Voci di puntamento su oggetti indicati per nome
□ □ □ □

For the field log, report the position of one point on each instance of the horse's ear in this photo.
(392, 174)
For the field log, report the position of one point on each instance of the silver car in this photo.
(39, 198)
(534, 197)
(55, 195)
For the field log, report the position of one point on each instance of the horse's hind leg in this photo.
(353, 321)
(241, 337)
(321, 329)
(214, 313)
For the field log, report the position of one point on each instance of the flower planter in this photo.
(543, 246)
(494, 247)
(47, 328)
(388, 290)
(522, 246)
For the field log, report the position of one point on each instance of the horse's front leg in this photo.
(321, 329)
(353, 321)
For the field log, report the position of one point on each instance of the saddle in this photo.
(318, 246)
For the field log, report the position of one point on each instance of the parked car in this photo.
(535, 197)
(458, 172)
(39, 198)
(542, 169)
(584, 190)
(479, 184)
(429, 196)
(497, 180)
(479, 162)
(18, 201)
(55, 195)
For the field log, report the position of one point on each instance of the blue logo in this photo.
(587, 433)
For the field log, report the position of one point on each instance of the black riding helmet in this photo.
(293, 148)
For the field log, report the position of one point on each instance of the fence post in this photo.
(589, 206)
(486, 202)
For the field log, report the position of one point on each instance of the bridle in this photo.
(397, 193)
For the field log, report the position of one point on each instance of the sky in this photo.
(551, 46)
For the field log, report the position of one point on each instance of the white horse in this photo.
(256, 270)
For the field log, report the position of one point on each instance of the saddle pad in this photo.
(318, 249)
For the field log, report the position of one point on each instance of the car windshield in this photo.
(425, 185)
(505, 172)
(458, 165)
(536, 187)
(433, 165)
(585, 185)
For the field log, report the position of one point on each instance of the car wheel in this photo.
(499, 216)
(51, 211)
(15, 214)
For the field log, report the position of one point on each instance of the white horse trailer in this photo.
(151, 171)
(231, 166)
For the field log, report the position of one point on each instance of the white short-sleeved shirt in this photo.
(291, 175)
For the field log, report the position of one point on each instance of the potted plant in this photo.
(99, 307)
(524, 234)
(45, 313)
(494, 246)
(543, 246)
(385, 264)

□ □ □ □

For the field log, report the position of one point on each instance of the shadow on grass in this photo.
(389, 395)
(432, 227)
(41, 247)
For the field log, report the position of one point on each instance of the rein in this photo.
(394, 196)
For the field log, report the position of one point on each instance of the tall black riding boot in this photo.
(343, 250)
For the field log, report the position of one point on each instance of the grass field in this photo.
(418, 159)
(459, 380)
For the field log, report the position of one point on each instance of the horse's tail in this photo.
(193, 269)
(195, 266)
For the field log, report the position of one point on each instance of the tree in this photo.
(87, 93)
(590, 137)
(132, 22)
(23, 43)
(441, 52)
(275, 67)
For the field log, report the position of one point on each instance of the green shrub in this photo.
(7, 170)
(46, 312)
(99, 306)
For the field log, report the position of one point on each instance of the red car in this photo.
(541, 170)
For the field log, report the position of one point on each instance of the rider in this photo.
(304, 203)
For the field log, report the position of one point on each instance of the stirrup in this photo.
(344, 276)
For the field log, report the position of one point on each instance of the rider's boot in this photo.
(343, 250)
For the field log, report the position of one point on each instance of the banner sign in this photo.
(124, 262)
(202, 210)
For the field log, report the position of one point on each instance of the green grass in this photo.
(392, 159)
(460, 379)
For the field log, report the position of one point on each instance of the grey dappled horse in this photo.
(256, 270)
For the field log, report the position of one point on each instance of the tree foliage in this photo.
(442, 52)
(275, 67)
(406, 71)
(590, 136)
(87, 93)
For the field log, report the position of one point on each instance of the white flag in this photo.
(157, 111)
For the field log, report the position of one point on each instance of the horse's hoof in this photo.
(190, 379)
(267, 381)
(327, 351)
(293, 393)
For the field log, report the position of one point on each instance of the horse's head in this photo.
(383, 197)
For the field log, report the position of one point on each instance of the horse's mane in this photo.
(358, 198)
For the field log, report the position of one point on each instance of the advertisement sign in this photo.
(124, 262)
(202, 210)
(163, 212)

□ □ □ □

→ **COSA FARE**
Individua nelle voci qui sopra ogni riga che contiene la parola "riding" e trascrivila. Maiuscole e minuscole contano.

→ **SOLUZIONE**
For the field log, report the position of one point on each instance of the black riding helmet in this photo.
For the field log, report the position of one point on each instance of the tall black riding boot in this photo.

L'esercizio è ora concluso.